■ What you should do ■
Return every entry exactly as written.

■ Records shown ■
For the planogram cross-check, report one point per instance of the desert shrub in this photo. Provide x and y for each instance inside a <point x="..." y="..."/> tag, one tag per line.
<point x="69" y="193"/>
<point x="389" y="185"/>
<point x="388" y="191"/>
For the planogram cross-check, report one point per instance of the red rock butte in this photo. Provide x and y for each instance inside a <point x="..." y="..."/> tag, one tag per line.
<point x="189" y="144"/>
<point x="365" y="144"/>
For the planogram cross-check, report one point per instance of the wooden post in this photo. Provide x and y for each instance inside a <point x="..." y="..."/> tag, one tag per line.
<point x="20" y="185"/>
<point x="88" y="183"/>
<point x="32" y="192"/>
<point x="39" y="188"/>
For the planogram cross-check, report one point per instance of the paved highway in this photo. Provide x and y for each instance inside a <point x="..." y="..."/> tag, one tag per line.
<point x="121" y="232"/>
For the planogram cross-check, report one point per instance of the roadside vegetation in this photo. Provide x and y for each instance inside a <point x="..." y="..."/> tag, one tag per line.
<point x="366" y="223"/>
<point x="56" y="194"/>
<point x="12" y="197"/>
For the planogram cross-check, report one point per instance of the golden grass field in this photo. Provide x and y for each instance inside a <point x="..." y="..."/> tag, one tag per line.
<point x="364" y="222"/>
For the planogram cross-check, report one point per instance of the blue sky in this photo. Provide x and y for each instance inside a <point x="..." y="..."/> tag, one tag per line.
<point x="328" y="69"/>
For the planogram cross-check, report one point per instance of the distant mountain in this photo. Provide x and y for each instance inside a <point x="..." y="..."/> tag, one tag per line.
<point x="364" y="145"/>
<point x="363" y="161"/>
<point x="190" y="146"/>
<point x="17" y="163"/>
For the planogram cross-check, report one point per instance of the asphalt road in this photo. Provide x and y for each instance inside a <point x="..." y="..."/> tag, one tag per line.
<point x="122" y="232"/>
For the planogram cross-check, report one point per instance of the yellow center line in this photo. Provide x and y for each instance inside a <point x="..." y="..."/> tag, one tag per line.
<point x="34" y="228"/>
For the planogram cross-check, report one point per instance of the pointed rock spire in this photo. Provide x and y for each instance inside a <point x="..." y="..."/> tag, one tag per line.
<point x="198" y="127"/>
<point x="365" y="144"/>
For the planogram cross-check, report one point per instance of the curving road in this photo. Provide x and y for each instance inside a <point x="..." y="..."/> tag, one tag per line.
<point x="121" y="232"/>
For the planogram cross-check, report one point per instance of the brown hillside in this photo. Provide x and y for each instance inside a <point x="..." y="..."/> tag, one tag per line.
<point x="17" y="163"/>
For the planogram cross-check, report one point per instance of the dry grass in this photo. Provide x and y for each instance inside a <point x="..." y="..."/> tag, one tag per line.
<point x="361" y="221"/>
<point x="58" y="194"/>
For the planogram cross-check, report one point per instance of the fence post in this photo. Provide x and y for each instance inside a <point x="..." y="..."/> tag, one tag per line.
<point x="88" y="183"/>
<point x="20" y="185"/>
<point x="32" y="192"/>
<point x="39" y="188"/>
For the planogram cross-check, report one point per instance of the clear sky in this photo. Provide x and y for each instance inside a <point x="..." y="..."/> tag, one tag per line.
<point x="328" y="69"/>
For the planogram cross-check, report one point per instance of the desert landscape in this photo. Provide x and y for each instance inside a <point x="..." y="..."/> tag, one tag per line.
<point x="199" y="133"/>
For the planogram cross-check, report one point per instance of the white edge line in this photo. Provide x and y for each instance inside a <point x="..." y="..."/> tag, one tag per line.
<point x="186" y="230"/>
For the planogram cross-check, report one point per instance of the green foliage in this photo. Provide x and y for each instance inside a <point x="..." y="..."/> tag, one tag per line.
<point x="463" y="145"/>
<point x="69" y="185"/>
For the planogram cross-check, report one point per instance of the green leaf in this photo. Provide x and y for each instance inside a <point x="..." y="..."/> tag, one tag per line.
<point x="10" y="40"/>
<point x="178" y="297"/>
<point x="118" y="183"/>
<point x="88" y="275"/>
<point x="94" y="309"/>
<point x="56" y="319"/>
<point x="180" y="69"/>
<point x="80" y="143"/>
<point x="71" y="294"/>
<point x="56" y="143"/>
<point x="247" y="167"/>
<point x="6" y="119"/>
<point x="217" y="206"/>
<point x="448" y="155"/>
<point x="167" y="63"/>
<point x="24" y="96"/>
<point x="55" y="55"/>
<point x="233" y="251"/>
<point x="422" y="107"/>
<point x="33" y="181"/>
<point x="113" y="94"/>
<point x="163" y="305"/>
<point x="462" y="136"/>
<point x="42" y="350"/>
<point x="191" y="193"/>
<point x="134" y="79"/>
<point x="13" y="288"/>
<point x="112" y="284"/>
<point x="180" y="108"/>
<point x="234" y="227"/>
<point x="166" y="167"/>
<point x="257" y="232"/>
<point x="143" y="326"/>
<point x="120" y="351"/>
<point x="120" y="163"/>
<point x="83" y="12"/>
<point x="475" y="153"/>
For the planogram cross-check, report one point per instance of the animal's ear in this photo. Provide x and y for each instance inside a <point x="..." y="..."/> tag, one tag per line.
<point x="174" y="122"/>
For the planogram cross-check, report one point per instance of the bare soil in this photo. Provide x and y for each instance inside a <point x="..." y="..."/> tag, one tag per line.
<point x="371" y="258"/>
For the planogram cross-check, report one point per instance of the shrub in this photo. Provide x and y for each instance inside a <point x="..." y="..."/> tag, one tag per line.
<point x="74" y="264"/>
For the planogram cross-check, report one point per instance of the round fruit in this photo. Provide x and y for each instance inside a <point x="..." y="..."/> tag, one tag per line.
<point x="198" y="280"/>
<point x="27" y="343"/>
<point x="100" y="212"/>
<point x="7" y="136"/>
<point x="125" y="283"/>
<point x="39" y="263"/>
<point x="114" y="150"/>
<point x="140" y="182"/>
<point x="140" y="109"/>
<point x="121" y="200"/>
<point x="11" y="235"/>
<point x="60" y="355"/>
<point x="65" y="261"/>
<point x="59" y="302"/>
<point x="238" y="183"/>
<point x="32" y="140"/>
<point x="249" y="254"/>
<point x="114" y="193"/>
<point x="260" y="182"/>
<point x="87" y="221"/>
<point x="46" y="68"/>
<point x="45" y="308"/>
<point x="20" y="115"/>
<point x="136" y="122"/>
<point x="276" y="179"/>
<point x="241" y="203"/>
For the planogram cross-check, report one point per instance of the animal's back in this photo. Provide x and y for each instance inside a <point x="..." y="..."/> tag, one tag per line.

■ Solution to the problem ■
For the planogram cross-check, report one point per instance of the desert shrub in this photo. Provide x and y for each instance inside a <point x="..." y="..."/> tag, one tag per line.
<point x="69" y="193"/>
<point x="389" y="185"/>
<point x="388" y="191"/>
For the planogram cross-check, report one point per instance of the red rock butte in this photo. Provide x and y for each instance inside a <point x="..." y="..."/> tag, one tag per line.
<point x="189" y="144"/>
<point x="365" y="144"/>
For the planogram cross-check, report one point per instance of the wooden post in this photo. Provide x and y for each instance inside a <point x="..." y="..."/> tag, one tag per line.
<point x="20" y="185"/>
<point x="88" y="183"/>
<point x="32" y="192"/>
<point x="39" y="188"/>
For the planogram cross-check, report one point per instance of the paved highway in this photo. Provide x and y for each instance inside a <point x="..." y="..."/> tag, one tag per line.
<point x="121" y="232"/>
For the planogram cross-check, report one point per instance of the roadside vegetation in this photo. Provide x and y for each instance inside a <point x="..." y="..."/> tag, one tag per line.
<point x="366" y="223"/>
<point x="56" y="194"/>
<point x="12" y="197"/>
For the planogram cross-check, report one point per instance of the golden grass field in this photo. Provide x and y for each instance inside a <point x="..." y="..."/> tag, one tag per line.
<point x="364" y="222"/>
For the planogram cross-check, report one point per instance of the blue sky in this photo. Provide x and y for each instance inside a <point x="..." y="..."/> tag, one tag per line.
<point x="328" y="69"/>
For the planogram cross-check, report one point per instance of the distant mountain in this photo. Provide x and y for each instance inside a <point x="..." y="..."/> tag, one tag per line.
<point x="364" y="145"/>
<point x="363" y="161"/>
<point x="190" y="146"/>
<point x="17" y="163"/>
For the planogram cross-check, report one point per instance of the asphalt road in this photo. Provide x and y for each instance inside a <point x="..." y="..."/> tag, one tag per line.
<point x="122" y="232"/>
For the planogram cross-check, report one point per instance of the yellow center line in this photo. Provide x and y for each instance inside a <point x="..." y="..."/> tag, one tag per line.
<point x="34" y="228"/>
For the planogram cross-check, report one point per instance of the pointed rock spire in this photo. Provide x and y for each instance inside a <point x="..." y="..."/> tag, one tag per line.
<point x="198" y="127"/>
<point x="365" y="144"/>
For the planogram cross-check, report one point per instance of the curving road in this photo. Provide x and y for each instance inside a <point x="..." y="..."/> tag, one tag per line.
<point x="121" y="232"/>
For the planogram cross-check, report one point per instance of the brown hillside in this photo. Provide x and y for each instance inside a <point x="..." y="..."/> tag, one tag per line.
<point x="17" y="163"/>
For the planogram cross-check, report one point per instance of the dry grass in this photo. Provide x and y for each instance inside a <point x="..." y="..."/> tag, one tag per line.
<point x="361" y="221"/>
<point x="58" y="194"/>
For the planogram cross-check, report one point per instance of the fence post in this photo. Provide x and y for each instance inside a <point x="..." y="..."/> tag, one tag per line.
<point x="88" y="183"/>
<point x="20" y="185"/>
<point x="32" y="192"/>
<point x="39" y="188"/>
For the planogram cross-check, report one point per instance of the clear sky in this photo. Provide x and y for each instance inside a <point x="..." y="..."/> tag, one tag per line.
<point x="328" y="69"/>
For the planogram cross-check, report one point per instance of the desert landscape in this photo. Provide x and y for each instance inside a <point x="..." y="..."/> tag, one tag per line.
<point x="199" y="133"/>
For the planogram cross-check, report one point per instance of the white edge line in this photo. Provide x and y for each instance inside a <point x="..." y="..."/> tag, one tag per line.
<point x="186" y="230"/>
For the planogram cross-check, report one point per instance of the green foliage in this photo. Provide x and y for each instance inside a <point x="..." y="..."/> tag, one tag per line.
<point x="463" y="145"/>
<point x="69" y="185"/>
For the planogram cross-check, report one point per instance of the green leaf in this photo. Provide x and y for each instance inside a <point x="..." y="..."/> tag, one tag per line.
<point x="10" y="40"/>
<point x="178" y="297"/>
<point x="118" y="183"/>
<point x="88" y="275"/>
<point x="94" y="309"/>
<point x="56" y="319"/>
<point x="180" y="69"/>
<point x="80" y="143"/>
<point x="71" y="294"/>
<point x="56" y="143"/>
<point x="247" y="167"/>
<point x="6" y="119"/>
<point x="217" y="206"/>
<point x="448" y="155"/>
<point x="167" y="63"/>
<point x="24" y="96"/>
<point x="55" y="55"/>
<point x="233" y="251"/>
<point x="422" y="107"/>
<point x="33" y="181"/>
<point x="113" y="94"/>
<point x="163" y="305"/>
<point x="462" y="136"/>
<point x="42" y="350"/>
<point x="191" y="193"/>
<point x="134" y="79"/>
<point x="13" y="288"/>
<point x="112" y="284"/>
<point x="180" y="108"/>
<point x="234" y="227"/>
<point x="166" y="167"/>
<point x="257" y="232"/>
<point x="143" y="326"/>
<point x="120" y="351"/>
<point x="120" y="163"/>
<point x="83" y="12"/>
<point x="475" y="153"/>
For the planogram cross-check, report one point per instance of the animal's ear in this photo. Provide x and y for each instance inside a <point x="..." y="..."/> tag, one tag per line.
<point x="174" y="122"/>
For the planogram cross-check, report one point per instance of the bare soil in this photo. Provide x and y for each instance inside a <point x="..." y="..."/> tag, one tag per line.
<point x="371" y="258"/>
For the planogram cross-check, report one point per instance of the shrub in this photo. Provide x and y for each instance inside a <point x="..." y="..."/> tag, one tag per line.
<point x="74" y="264"/>
For the planogram cross-check, report one point per instance of the round fruit in this photo. Provide x and y for each instance inside a <point x="..." y="..."/> tag, one tag per line.
<point x="198" y="280"/>
<point x="27" y="343"/>
<point x="100" y="212"/>
<point x="7" y="136"/>
<point x="125" y="283"/>
<point x="39" y="263"/>
<point x="114" y="150"/>
<point x="140" y="182"/>
<point x="140" y="109"/>
<point x="121" y="200"/>
<point x="11" y="235"/>
<point x="60" y="355"/>
<point x="65" y="261"/>
<point x="59" y="302"/>
<point x="238" y="183"/>
<point x="32" y="140"/>
<point x="249" y="254"/>
<point x="114" y="193"/>
<point x="260" y="182"/>
<point x="87" y="221"/>
<point x="46" y="68"/>
<point x="45" y="308"/>
<point x="20" y="115"/>
<point x="136" y="122"/>
<point x="276" y="179"/>
<point x="241" y="203"/>
For the planogram cross-check, report one point per instance of the animal's back in this photo. Provide x and y for each instance inside a <point x="..." y="..."/> tag, one tag per line.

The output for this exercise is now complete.